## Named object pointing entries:
+===+

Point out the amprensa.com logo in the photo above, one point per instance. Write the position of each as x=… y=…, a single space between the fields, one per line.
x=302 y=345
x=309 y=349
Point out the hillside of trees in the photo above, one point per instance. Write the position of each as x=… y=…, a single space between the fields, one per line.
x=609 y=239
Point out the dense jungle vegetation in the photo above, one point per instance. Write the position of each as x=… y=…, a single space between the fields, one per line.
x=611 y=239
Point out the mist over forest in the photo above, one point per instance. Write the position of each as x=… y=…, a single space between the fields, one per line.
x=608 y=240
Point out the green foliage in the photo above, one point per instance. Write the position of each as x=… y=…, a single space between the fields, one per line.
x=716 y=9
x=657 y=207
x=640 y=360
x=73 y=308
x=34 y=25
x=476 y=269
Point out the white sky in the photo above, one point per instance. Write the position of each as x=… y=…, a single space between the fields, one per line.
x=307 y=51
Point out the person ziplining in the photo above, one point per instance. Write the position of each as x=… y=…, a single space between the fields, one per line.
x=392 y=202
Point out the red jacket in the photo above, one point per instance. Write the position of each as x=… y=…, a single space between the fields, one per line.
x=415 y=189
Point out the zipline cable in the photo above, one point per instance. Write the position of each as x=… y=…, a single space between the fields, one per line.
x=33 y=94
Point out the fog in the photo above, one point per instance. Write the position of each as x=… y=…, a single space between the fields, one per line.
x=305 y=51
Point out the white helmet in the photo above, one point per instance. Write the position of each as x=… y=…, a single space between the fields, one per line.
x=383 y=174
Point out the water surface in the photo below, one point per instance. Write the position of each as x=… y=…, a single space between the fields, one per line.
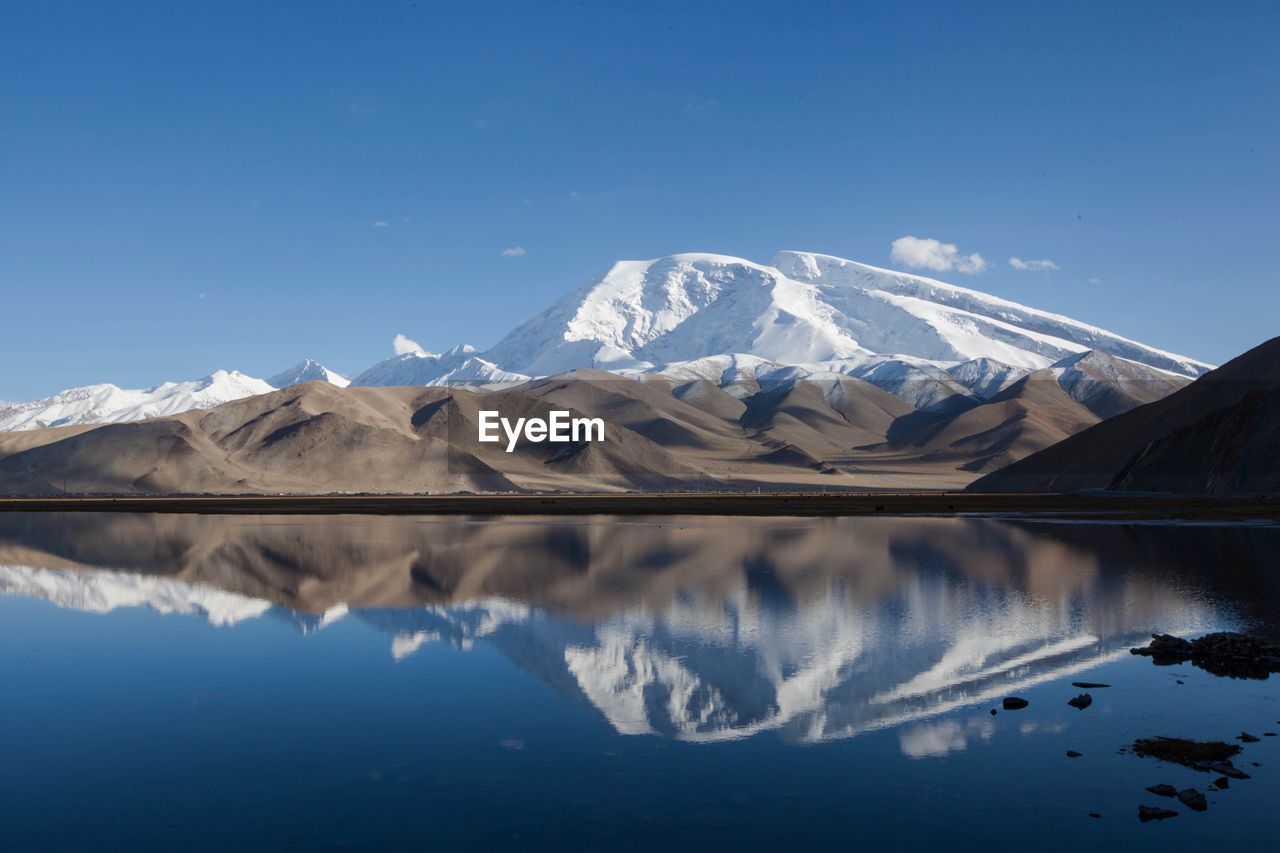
x=208 y=682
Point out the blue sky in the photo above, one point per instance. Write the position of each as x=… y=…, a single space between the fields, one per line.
x=242 y=185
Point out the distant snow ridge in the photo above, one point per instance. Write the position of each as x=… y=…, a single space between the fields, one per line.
x=813 y=311
x=736 y=324
x=307 y=370
x=106 y=404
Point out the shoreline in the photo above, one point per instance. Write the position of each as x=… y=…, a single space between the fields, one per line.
x=776 y=503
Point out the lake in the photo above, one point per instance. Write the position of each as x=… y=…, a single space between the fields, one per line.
x=190 y=682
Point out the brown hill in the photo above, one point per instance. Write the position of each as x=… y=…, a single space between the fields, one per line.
x=318 y=438
x=1202 y=438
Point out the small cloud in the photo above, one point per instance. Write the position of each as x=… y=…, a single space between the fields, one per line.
x=698 y=108
x=926 y=252
x=403 y=345
x=1018 y=263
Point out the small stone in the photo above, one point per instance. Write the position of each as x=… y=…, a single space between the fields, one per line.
x=1155 y=813
x=1193 y=799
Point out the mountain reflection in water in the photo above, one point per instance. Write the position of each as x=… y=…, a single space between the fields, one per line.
x=689 y=628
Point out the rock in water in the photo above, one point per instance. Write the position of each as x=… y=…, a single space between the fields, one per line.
x=1220 y=653
x=1155 y=813
x=1193 y=799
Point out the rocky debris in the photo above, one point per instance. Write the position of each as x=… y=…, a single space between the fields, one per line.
x=1224 y=767
x=1080 y=702
x=1189 y=753
x=1221 y=653
x=1193 y=799
x=1155 y=813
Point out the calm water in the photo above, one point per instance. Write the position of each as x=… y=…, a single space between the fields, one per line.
x=193 y=682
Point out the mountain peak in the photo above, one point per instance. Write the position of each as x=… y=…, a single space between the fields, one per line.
x=307 y=370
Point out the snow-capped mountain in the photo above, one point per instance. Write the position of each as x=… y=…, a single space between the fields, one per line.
x=803 y=309
x=740 y=325
x=460 y=365
x=307 y=370
x=106 y=404
x=743 y=325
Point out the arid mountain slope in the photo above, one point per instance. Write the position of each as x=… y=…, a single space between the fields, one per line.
x=1216 y=434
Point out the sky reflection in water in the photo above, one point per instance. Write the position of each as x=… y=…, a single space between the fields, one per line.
x=380 y=676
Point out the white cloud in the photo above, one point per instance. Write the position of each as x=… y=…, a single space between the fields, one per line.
x=405 y=346
x=1018 y=263
x=926 y=252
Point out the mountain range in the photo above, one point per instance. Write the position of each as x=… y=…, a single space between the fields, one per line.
x=712 y=372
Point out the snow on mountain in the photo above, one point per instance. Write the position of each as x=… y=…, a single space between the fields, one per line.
x=932 y=319
x=804 y=309
x=419 y=368
x=736 y=324
x=106 y=404
x=1109 y=386
x=307 y=370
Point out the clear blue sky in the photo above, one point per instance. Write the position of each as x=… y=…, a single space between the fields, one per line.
x=190 y=186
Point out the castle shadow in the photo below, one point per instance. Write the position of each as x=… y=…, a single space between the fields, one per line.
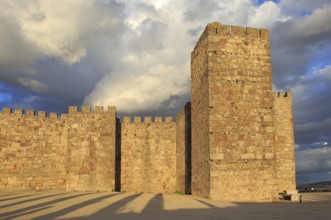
x=121 y=206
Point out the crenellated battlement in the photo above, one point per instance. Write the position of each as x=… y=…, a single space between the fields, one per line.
x=28 y=113
x=217 y=28
x=88 y=109
x=138 y=119
x=202 y=151
x=72 y=110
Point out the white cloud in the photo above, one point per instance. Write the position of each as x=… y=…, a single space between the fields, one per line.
x=58 y=29
x=313 y=160
x=152 y=62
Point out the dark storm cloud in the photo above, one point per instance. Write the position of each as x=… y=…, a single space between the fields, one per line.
x=314 y=164
x=295 y=42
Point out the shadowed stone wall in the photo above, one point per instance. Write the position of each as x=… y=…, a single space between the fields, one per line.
x=183 y=150
x=284 y=142
x=148 y=155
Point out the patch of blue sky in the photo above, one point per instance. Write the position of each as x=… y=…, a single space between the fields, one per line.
x=260 y=2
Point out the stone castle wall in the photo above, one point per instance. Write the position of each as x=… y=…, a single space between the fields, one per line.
x=239 y=116
x=32 y=151
x=74 y=152
x=200 y=121
x=284 y=142
x=183 y=150
x=234 y=141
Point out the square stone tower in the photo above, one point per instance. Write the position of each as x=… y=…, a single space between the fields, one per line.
x=235 y=142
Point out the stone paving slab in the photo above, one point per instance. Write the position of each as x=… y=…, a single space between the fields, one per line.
x=113 y=205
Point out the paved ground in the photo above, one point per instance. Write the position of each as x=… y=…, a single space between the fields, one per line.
x=62 y=205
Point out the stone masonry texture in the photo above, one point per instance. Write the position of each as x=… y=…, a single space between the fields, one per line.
x=148 y=155
x=242 y=145
x=234 y=141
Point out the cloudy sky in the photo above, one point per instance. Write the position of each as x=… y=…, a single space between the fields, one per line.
x=136 y=54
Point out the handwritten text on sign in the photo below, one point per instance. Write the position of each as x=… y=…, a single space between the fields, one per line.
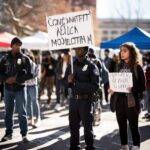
x=120 y=82
x=70 y=30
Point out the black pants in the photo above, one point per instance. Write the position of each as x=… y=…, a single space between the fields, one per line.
x=81 y=110
x=106 y=87
x=123 y=114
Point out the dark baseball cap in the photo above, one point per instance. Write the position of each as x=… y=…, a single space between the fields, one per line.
x=16 y=41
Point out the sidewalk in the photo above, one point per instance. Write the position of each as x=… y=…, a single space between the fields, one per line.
x=53 y=134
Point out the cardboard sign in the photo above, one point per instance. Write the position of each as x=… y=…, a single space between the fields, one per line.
x=120 y=82
x=70 y=30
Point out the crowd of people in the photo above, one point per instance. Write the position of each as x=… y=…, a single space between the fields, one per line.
x=79 y=84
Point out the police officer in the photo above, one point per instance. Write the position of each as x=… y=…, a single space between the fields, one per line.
x=15 y=69
x=83 y=83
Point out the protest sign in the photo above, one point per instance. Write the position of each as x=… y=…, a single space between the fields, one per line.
x=120 y=82
x=70 y=30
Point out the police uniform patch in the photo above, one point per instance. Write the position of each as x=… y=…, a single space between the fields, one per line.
x=19 y=61
x=96 y=72
x=50 y=67
x=85 y=68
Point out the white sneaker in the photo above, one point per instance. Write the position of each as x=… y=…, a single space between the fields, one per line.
x=57 y=107
x=135 y=148
x=124 y=147
x=47 y=106
x=37 y=123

+===+

## TASK STATEMENT:
Copy the records starting at the line with "Point out the mountain range" and ending after the line with "x=235 y=142", swapping each "photo" for "image" and keeping everything else the same. Leave the pictures out.

## THE COMPLETED TASK:
Point out the mountain range in the image above, one point per instance. Write the position of each as x=… y=…, a single space between the fields, one per line.
x=712 y=372
Point out the snow on mountain in the image above, one point per instance. Write the position of each as x=… y=…, a single space between the fields, one per line.
x=932 y=319
x=804 y=309
x=419 y=368
x=736 y=324
x=106 y=404
x=1109 y=386
x=307 y=370
Point out the clear blue sky in the image above, one point per instance. Write the position of each as x=… y=…, a single space between the fields, one per line.
x=190 y=186
Point out the castle shadow in the image below, one point per instance. Write the position of each as x=… y=…, a single space between the fields, one per line.
x=121 y=206
Point out the crenellated battlement in the image above, one point per instance. Write the position of each as x=… y=…, a single space between the fields, one per line.
x=28 y=113
x=217 y=28
x=88 y=109
x=138 y=119
x=202 y=151
x=72 y=110
Point out the white cloud in the image above, one point per instance. Write the position of each as x=… y=…, a single space between the fields, one per line.
x=58 y=29
x=313 y=160
x=152 y=62
Point out the dark storm cloud in the image above, one point per instance. Write the position of each as x=… y=…, a single space between the fields, one per line.
x=314 y=164
x=295 y=42
Point out the shadowed stone wall in the image above, one point per instance. Write the position of each as x=… y=…, a single space between the fields, one per line.
x=183 y=150
x=284 y=142
x=148 y=155
Point out the patch of blue sky in the image above, one point per instance. Write the position of each as x=… y=…, a single space between the fields, one per line.
x=260 y=2
Point out the stone castle wall in the image above, one point per instance. Write the position of each as x=… y=…, a single space between the fields, one per line.
x=239 y=116
x=32 y=151
x=74 y=152
x=200 y=121
x=284 y=142
x=183 y=150
x=234 y=141
Point out the square stone tower in the image above, one point per instance. Write the position of each as x=… y=…, a single space between the fields, one per line.
x=235 y=142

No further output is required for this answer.